Pointing and labeling entries
********************

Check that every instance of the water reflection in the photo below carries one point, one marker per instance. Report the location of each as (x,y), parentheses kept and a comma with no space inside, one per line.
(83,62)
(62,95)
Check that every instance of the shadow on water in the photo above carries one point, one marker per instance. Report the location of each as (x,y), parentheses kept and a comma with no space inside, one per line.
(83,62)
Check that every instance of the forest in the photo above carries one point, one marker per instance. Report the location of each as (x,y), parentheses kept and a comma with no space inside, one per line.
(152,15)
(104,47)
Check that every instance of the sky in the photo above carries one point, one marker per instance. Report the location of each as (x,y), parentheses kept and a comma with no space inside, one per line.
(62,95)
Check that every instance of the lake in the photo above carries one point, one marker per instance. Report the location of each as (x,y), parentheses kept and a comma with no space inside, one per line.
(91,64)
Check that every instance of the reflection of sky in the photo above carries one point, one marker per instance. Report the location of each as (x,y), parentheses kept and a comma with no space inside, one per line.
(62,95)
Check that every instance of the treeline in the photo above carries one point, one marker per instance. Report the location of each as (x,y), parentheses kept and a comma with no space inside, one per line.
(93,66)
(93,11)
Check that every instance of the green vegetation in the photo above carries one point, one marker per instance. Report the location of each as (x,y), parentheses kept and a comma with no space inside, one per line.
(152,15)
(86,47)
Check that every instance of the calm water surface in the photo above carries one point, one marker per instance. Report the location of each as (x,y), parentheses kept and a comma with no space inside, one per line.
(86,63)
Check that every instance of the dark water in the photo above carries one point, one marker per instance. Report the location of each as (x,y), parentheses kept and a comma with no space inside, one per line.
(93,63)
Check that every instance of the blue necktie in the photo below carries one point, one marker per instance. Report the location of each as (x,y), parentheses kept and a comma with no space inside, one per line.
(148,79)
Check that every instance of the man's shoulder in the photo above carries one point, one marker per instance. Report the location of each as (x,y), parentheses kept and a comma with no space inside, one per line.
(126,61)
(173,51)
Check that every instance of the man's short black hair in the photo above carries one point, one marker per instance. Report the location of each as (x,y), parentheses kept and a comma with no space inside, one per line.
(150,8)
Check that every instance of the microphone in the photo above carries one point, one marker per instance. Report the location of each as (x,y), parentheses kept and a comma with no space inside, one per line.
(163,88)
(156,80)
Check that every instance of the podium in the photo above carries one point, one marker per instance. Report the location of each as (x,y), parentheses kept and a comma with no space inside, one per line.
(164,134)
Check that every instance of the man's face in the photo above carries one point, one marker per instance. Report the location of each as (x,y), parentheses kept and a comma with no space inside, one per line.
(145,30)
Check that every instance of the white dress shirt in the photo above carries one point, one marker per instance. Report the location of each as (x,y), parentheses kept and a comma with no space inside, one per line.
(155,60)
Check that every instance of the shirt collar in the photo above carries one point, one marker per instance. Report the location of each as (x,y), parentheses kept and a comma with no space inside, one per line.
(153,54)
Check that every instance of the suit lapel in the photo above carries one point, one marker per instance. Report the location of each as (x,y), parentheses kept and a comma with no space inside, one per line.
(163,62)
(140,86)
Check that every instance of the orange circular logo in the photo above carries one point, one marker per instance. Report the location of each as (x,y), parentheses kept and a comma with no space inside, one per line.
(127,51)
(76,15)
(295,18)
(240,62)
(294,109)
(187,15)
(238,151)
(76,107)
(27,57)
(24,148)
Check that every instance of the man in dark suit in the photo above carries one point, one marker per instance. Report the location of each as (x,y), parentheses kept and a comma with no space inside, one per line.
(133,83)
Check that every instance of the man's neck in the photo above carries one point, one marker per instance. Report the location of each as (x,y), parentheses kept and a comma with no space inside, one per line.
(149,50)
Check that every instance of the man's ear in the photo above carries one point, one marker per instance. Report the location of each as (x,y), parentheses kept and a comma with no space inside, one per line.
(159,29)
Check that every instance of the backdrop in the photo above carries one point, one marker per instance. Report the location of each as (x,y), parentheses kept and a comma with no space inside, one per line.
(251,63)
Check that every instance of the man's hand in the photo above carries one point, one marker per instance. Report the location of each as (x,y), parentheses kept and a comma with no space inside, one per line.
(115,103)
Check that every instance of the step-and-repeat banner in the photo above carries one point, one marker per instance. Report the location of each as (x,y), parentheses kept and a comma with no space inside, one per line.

********************

The listing above must be transcribed exactly, line by line.

=== Response to the task ===
Check that every instance of the water reflection in the photo below carries one point, one marker per instance. Report the location of each as (x,y), parentheses kept and a comma with no space inside, one per line.
(83,62)
(62,95)
Check that every instance of the shadow on water in the photo above carries one point, one marker per instance. Report the location of each as (x,y), parentheses kept and a comma with no space inside, one per line.
(83,62)
Check that every instance of the forest in the photo above carries one point, one marker per instance. Report the location of each as (x,y), parentheses kept and a comma with no space inside, one per line.
(152,15)
(104,47)
Check that every instance of the sky in the photo above carries one point, one marker per instance. Report the location of each as (x,y), parentheses kept and a comma with no space inside, one per line.
(62,95)
Check that every instance of the lake in the photo above carries one point, one marker per instance. Report the location of each as (x,y), parentheses kept and a comma with no space inside, one per line.
(91,64)
Check that every instance of the reflection of sky in the photo above carries one point, one marker per instance. Report the location of each as (x,y), parentheses kept and a comma with no space inside, one per line.
(62,95)
Check that every instance of the treeline in the photo above carries one point, one marker per instance. Report the location of each as (x,y), parentheses kept and a comma with no space inside, one per line.
(93,66)
(93,11)
Check that every instance of the green vegetation in the photo above carries one point, one marker per instance. Report the location of each as (x,y), parentheses kept and a comma with no space inside, one per line.
(152,15)
(86,47)
Check that every instance of the calm water surface in the photo above carries one point, one marker per instance. Report the location of each as (x,y), parentheses kept and a comma with no space inside, one per line.
(86,63)
Check that every instance of the dark water in the photo above carries one point, one marker per instance. Report the location of each as (x,y), parentheses kept and a comma with no space inside, one per line.
(93,63)
Check that every instance of the blue necktie in the photo below carries one point, one marker per instance. Report the location of each as (x,y), parentheses kept and a comma with no space inside, one per line.
(148,79)
Check that every instance of the man's shoulder in the photo above carries one point, one marker per instance. Report the location of each as (x,y), parentheses kept and a comma with no space inside, one per line.
(126,61)
(173,51)
Check that every instance of the man's short black hair in the photo above carries one point, one marker per instance. Report the location of each as (x,y), parentheses kept and a comma with no space inside, one per line.
(150,8)
Check that every instance of the microphone in the photo above carries one point, one marker per instance. Report the location of each as (x,y), parentheses kept and a comma with no space inside, one per line.
(163,88)
(156,80)
Check that every instance of the podium in the photo above carries one point, one marker per instance. Report the location of each as (x,y), parentheses kept and a comma with no space inside, one per line.
(164,134)
Check that every instance of the man's face in the photo above carries one point, one marker per instance. Report the location of each as (x,y), parentheses kept and a comma with no space inside, one per line.
(145,30)
Check that every instance of the white dress shirt in the photo above carries one point, one marker per instance. Report the location of each as (x,y), parentheses kept and a comma with no space inside, one per line.
(155,60)
Check that every instance of the shirt collar in the photo above carries one point, one marker per instance. Report the location of each as (x,y), parentheses kept and a comma with no space inside, one per line.
(153,54)
Check that every instance of the suit lapel in the photo above carries one point, one marker per instance. Report the location of each as (x,y), parentheses kept and a comma with no space inside, one per line.
(163,62)
(140,86)
Check that every instance of the orange circular logo in the photo above carries one point, one marker per instance. Report the location of each as (x,y), parentheses kept and a comma with no space inside, one per line.
(127,51)
(76,15)
(295,18)
(240,62)
(294,109)
(187,15)
(238,151)
(76,107)
(27,57)
(24,148)
Check that every instance of the man in dark suit in the photo above carries one point, one marker per instance. Report the location of each as (x,y), parentheses kept and a comma with no space inside, one per line.
(133,83)
Check that every instance of the man's neck in the photo above carries one point, one marker per instance. Report the location of each as (x,y), parentheses kept and a comma with no space inside, one per line.
(149,50)
Check that every instance of the man's ear in the photo above carries one point, one marker per instance. Report the location of each as (x,y), parentheses kept and a comma with no space inside, one per line.
(159,29)
Check that every instance of the backdrop in the photo above carries one point, one marker per instance. Report the location of each as (x,y), parentheses kept and a comma with no space inside, one per line.
(251,63)
Check that every instance of the man's hand in the photo above carries one point, one marker per instance. Report the location of each as (x,y), parentheses kept and a comma with no space inside, one per line.
(115,103)
Check that every instance of the step-and-repeat banner in the photo above carries one point, one marker per instance. Report the location of each as (x,y), parentheses kept and a comma with no space inside, one per line.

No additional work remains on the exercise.